_PROMPT:_ Can you rescale the records below, from the line containing "the man's left" through the end of the records, copying those lines alone, with the requests included, and multiplying every coordinate in the answers by 1.55, rounded to whole numbers with halves going up?

_Object position labeling entries:_
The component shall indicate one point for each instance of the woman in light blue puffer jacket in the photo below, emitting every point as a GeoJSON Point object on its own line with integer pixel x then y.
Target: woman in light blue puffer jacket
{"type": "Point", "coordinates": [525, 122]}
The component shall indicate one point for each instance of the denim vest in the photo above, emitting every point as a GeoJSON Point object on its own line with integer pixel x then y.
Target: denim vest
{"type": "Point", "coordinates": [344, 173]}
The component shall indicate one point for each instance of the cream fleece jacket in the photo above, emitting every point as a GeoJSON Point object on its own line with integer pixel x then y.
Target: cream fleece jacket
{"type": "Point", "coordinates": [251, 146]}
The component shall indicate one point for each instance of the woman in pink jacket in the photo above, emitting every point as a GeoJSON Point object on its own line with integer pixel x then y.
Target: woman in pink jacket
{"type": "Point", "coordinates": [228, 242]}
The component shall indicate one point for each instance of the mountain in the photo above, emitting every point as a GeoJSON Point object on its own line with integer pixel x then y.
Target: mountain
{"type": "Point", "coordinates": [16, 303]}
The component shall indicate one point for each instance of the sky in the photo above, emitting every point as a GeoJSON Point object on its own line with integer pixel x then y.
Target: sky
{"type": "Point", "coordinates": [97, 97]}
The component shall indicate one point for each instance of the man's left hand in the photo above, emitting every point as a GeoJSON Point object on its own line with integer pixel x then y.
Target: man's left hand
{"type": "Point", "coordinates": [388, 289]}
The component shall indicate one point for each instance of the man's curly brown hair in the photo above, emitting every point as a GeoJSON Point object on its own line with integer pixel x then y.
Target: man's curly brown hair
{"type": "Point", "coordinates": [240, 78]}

_RESULT OF THE TASK:_
The component shall indicate one point for each instance of the man's left hand in the photo above, emitting every point as a GeoJSON Point object on its own line with integer pixel x then y.
Target: man's left hand
{"type": "Point", "coordinates": [601, 448]}
The component shall indicate one point for each instance of the man's curly brown hair in the photo above, emitting every point as a GeoJSON Point object on its own line with integer pixel x then y.
Target: man's curly brown hair
{"type": "Point", "coordinates": [372, 121]}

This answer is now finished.